* Source document *
Post #4 of 17 (1163 views)
I imagine "reckon" may come from kenne as both mean to know [In reply to] Can't Post



May 24 2021, 11:02am

Post #5 of 17 (1143 views)
So, I avayl meself of Sir's helpful hints and gesse: [In reply to] Can't Post

1. to know
2. though (or thus?)
3. apprise (or appraise?)
4. nephews
5. to judge
6. fellowship!
7. to journey
8. thought
9. fervent
10. betide

Thank you, Rodgers and Hammerstein!

I am sixty(+) going on seventy.
I know that I'm naive.
Fellows I meet may tell me I'm sweet
And willingly I believe. Angelic

I am sixty(+) going on seventy
Innocent as a rose.
Bachelor dandies
Drinkers of brandies
What do I know of those? Evil

Totally unprepared am I
To face a world of Men.
Timid and shy and scared am I
Of things beyond my ken. Wink

I need someone younger and wiser
Telling me what to do...oooo.
You are ...something going on something,
I'...ll depe....end on youuuuu!

Ok, this is waaaay too silly for a serious academic discussion, but it's always a good time when you show up, Sir D, and a little singing was definitely called for.
Cheers, freend!

* Record excerpts *
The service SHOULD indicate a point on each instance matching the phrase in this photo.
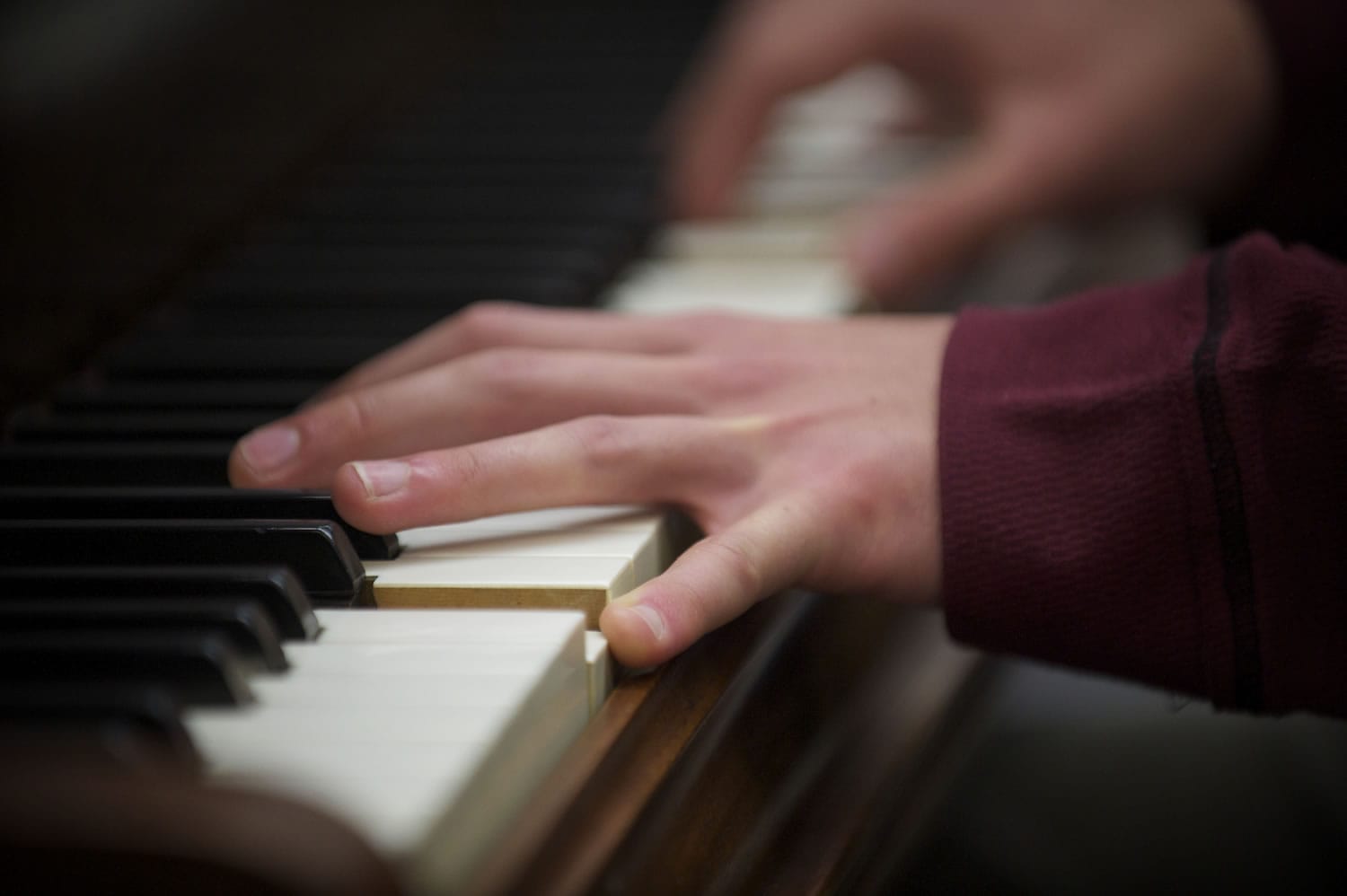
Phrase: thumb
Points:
(713, 583)
(927, 228)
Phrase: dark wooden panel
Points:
(135, 134)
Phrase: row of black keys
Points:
(119, 607)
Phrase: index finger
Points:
(768, 51)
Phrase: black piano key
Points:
(119, 720)
(252, 357)
(603, 239)
(272, 396)
(286, 259)
(139, 426)
(275, 588)
(189, 503)
(194, 669)
(320, 553)
(242, 621)
(298, 321)
(72, 464)
(398, 291)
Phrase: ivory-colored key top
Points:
(427, 745)
(584, 584)
(783, 288)
(560, 558)
(749, 240)
(600, 663)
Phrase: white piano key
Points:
(555, 521)
(584, 584)
(781, 288)
(600, 663)
(442, 736)
(781, 237)
(438, 627)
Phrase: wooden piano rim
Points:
(614, 815)
(797, 750)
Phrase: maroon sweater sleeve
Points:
(1152, 481)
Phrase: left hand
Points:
(805, 451)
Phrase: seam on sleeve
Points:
(1223, 465)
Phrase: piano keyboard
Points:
(423, 728)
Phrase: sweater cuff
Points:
(1069, 479)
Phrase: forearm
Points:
(1299, 190)
(1147, 481)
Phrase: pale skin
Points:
(807, 452)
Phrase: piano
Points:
(248, 712)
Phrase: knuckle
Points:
(605, 441)
(484, 323)
(347, 417)
(738, 561)
(504, 372)
(465, 468)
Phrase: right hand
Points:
(1077, 104)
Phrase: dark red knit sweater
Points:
(1152, 481)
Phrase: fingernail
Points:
(383, 479)
(269, 448)
(651, 618)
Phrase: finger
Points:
(713, 583)
(595, 460)
(481, 396)
(927, 229)
(768, 53)
(498, 323)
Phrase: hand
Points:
(1077, 105)
(805, 451)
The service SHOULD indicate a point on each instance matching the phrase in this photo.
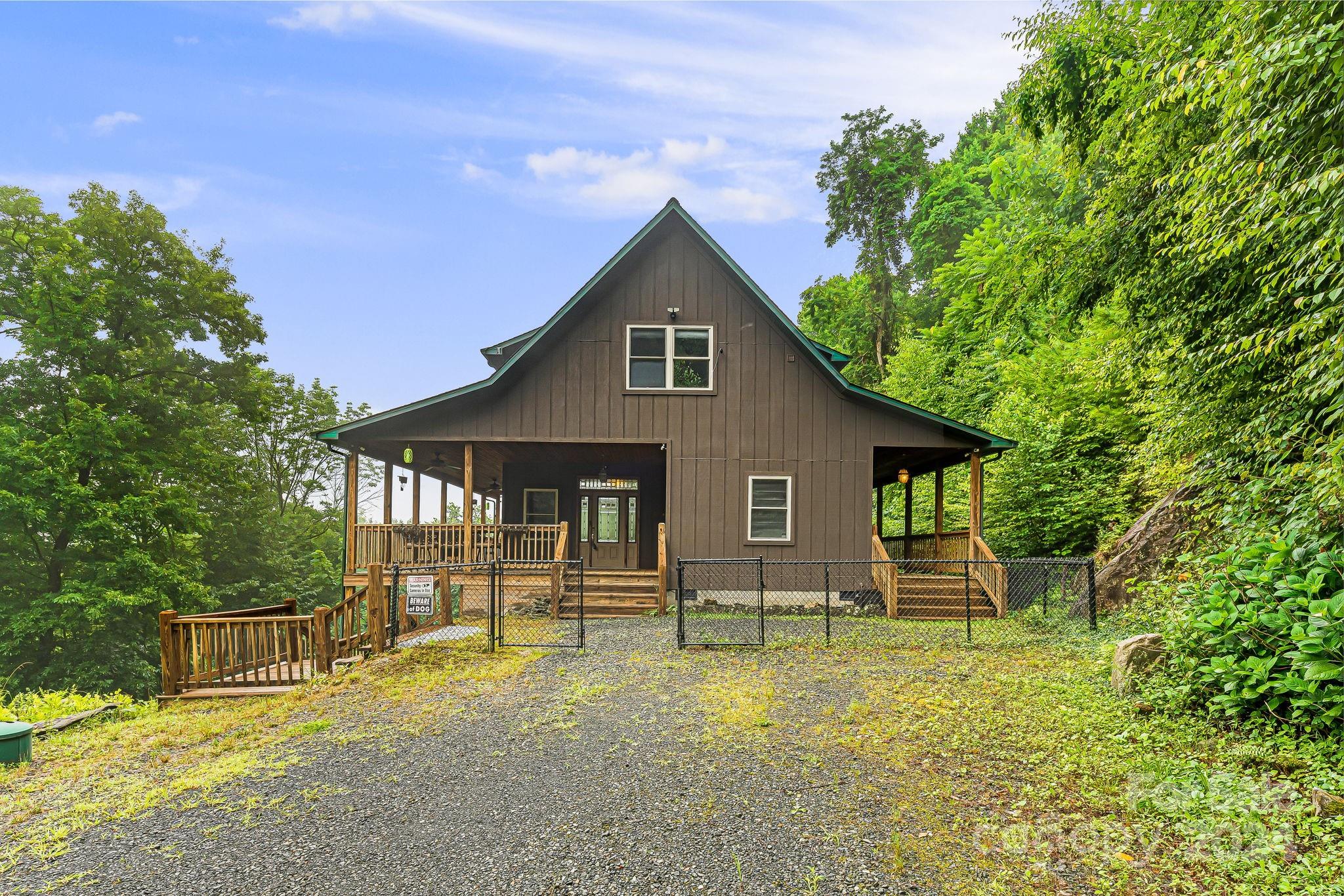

* Stated goal *
Please extract the forum excerpt above in full, copying every line of it word for word.

* Final result *
Post #4 of 17 (1163 views)
I imagine "reckon" may come from kenne as both mean to know [In reply to] Can't Post



May 24 2021, 11:02am

Post #5 of 17 (1143 views)
So, I avayl meself of Sir's helpful hints and gesse: [In reply to] Can't Post

1. to know
2. though (or thus?)
3. apprise (or appraise?)
4. nephews
5. to judge
6. fellowship!
7. to journey
8. thought
9. fervent
10. betide

Thank you, Rodgers and Hammerstein!

I am sixty(+) going on seventy.
I know that I'm naive.
Fellows I meet may tell me I'm sweet
And willingly I believe. Angelic

I am sixty(+) going on seventy
Innocent as a rose.
Bachelor dandies
Drinkers of brandies
What do I know of those? Evil

Totally unprepared am I
To face a world of Men.
Timid and shy and scared am I
Of things beyond my ken. Wink

I need someone younger and wiser
Telling me what to do...oooo.
You are ...something going on something,
I'...ll depe....end on youuuuu!

Ok, this is waaaay too silly for a serious academic discussion, but it's always a good time when you show up, Sir D, and a little singing was definitely called for.
Cheers, freend!